Geopolitik in der C-Suite
Geopolitische Risiken sind nicht länger ein abstraktes Problem, sondern betriebliche Realität. In den letzten Jahren hat das internationale Marktumfeld eine signifikante Verschärfung durch geopolitische Treiber erfahren:
- Geoökonomie - die Politisierung von Handel, Investitionen und wirtschaftlichen Abhängigkeiten - ist heute ein Standardinstrument der modernen Staatsführung.
- Technologische Rivalitäten zwischen globalen Mächten definieren das Spielfeld für Innovation, Regulierung und Wettbewerb neu.
- Konflikte und politische Unruhen von der russischen Invasion in der Ukraine bis hin zu regionaler Instabilität in wichtigen Märkten stören internationale Geschäftsaktivitäten.
Die Renaissance der Geopolitik erfordert einen proaktiven Umgang mit einem sich rasch wandelnden Geschäftsumfeld. Geopolitische Risiken sollten systematisch in die Strategiefindung und Entscheidungsprozesse einbezogen werden. Das kann beispielsweise durch eine Anpassung von Organisationsstrukturen, einem Marktein- bzw. -austritt, einer Neuausrichtung der Lieferkette oder der Verlagerung von Produkt- und Kundengruppen stattfinden.
Die drängende Frage lautet: Wie kann sich Ihr Unternehmen auf die nächste geopolitische Krise vorbereiten?

__________________________________________________

§ **Aufgabenliste**
1. Kannst du die Stelle aus dem Lesetext wörtlich wiedergeben, beginnend mit „Die Renaissance der“ und weiter bis einschließlich „und Kundengruppen stattfinden.“?
2. Beantworte diese Fragen zum Lesetext:
(a) Wie wird Geoökonomie definiert?
(b) Welcher Konflikt wird als Beispiel für Störungen internationaler Geschäftsaktivitäten genannt?
(c) Worin sollen geopolitische Risiken systematisch einbezogen werden?

§ **Materialauszüge**
__________________________________________________

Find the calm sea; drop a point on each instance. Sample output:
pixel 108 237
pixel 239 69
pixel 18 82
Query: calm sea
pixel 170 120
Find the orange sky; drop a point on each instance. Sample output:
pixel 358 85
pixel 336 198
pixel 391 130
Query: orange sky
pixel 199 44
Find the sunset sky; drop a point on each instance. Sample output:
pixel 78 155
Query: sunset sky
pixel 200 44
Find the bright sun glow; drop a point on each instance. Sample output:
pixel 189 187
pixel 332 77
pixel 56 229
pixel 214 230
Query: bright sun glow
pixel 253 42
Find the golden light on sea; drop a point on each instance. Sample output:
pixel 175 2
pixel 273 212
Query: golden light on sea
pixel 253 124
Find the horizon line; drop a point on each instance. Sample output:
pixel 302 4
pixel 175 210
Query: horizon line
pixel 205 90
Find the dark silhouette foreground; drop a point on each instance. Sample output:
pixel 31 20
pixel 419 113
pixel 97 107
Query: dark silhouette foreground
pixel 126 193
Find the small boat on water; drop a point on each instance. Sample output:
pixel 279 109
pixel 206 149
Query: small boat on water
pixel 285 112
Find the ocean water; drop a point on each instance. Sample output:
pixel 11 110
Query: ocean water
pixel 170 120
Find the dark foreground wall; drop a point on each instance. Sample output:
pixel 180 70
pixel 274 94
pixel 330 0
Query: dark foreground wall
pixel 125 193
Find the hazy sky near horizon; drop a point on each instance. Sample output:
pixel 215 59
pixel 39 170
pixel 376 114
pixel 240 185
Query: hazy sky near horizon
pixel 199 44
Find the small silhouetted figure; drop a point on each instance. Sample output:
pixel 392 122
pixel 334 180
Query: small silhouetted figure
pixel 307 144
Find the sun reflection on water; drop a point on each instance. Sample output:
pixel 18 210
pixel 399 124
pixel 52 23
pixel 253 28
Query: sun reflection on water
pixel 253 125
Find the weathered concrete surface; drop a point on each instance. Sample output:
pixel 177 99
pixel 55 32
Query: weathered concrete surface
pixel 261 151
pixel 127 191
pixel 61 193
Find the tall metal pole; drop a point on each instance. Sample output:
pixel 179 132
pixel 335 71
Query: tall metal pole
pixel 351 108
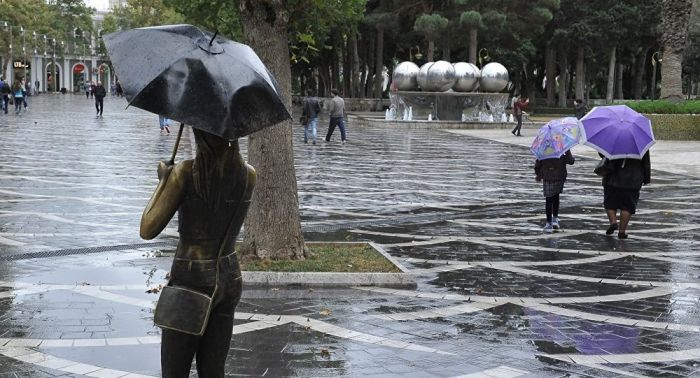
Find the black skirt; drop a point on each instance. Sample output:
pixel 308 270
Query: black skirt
pixel 618 198
pixel 552 188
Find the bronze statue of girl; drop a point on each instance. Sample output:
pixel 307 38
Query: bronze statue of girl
pixel 211 194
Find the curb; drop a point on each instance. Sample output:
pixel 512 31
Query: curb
pixel 329 279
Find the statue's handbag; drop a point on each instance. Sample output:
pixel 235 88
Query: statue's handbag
pixel 185 310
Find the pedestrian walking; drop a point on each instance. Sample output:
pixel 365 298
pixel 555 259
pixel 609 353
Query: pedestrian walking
pixel 120 91
pixel 580 108
pixel 336 109
pixel 552 173
pixel 518 108
pixel 622 184
pixel 18 94
pixel 310 111
pixel 26 92
pixel 164 123
pixel 100 94
pixel 5 92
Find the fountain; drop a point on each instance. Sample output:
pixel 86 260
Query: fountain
pixel 447 91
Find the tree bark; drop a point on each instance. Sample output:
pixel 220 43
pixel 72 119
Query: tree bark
pixel 273 224
pixel 640 69
pixel 620 73
pixel 674 23
pixel 431 50
pixel 611 76
pixel 472 45
pixel 347 85
pixel 580 73
pixel 369 78
pixel 379 64
pixel 551 74
pixel 355 65
pixel 563 78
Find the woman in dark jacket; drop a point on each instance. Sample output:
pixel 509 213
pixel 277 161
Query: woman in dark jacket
pixel 552 173
pixel 621 190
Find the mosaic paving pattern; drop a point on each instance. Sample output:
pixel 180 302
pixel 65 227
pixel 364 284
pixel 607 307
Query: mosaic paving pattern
pixel 496 297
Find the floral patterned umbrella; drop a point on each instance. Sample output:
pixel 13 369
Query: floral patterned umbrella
pixel 556 137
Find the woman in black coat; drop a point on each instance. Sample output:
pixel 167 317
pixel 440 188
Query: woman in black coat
pixel 552 173
pixel 621 190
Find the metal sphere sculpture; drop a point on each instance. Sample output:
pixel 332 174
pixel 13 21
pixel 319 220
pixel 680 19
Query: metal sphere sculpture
pixel 436 76
pixel 467 75
pixel 494 78
pixel 405 76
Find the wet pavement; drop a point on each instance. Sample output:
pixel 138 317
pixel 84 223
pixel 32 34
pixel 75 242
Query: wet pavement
pixel 496 297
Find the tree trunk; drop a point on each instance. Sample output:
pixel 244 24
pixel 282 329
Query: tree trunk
pixel 674 23
pixel 611 76
pixel 640 69
pixel 273 225
pixel 347 85
pixel 369 79
pixel 551 74
pixel 354 65
pixel 580 73
pixel 431 50
pixel 671 79
pixel 620 73
pixel 563 77
pixel 379 64
pixel 446 48
pixel 472 45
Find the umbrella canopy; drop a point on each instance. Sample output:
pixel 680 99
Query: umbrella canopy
pixel 194 77
pixel 617 132
pixel 556 137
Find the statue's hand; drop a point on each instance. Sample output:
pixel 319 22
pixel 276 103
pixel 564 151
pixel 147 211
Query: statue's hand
pixel 164 168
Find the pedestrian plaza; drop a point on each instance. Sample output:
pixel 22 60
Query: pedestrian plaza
pixel 495 297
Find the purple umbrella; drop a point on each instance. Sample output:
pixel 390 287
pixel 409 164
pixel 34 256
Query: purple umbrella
pixel 617 132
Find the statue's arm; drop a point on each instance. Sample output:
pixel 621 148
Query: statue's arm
pixel 165 200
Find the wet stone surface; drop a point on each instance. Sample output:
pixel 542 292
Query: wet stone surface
pixel 511 301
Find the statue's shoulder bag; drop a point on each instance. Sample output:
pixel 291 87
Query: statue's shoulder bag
pixel 186 310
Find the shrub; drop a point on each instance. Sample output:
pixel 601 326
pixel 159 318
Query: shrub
pixel 665 107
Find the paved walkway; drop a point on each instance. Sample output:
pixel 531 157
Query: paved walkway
pixel 496 297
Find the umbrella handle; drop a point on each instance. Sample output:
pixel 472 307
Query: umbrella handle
pixel 177 143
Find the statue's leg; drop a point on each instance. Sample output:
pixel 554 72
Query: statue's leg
pixel 177 350
pixel 214 346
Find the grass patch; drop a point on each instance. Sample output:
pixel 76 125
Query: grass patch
pixel 330 257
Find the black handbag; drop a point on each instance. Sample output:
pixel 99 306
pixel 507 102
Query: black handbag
pixel 604 168
pixel 185 310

__________________________________________________

§ **Ergebnisse**
1.
Die Renaissance der Geopolitik erfordert einen proaktiven Umgang mit einem sich rasch wandelnden Geschäftsumfeld. Geopolitische Risiken sollten systematisch in die Strategiefindung und Entscheidungsprozesse einbezogen werden. Das kann beispielsweise durch eine Anpassung von Organisationsstrukturen, einem Marktein- bzw. -austritt, einer Neuausrichtung der Lieferkette oder der Verlagerung von Produkt- und Kundengruppen stattfinden.

2.
(a) Als die Politisierung von Handel, Investitionen und wirtschaftlichen Abhängigkeiten.
(b) Die russische Invasion in der Ukraine.
(c) In die Strategiefindung und Entscheidungsprozesse.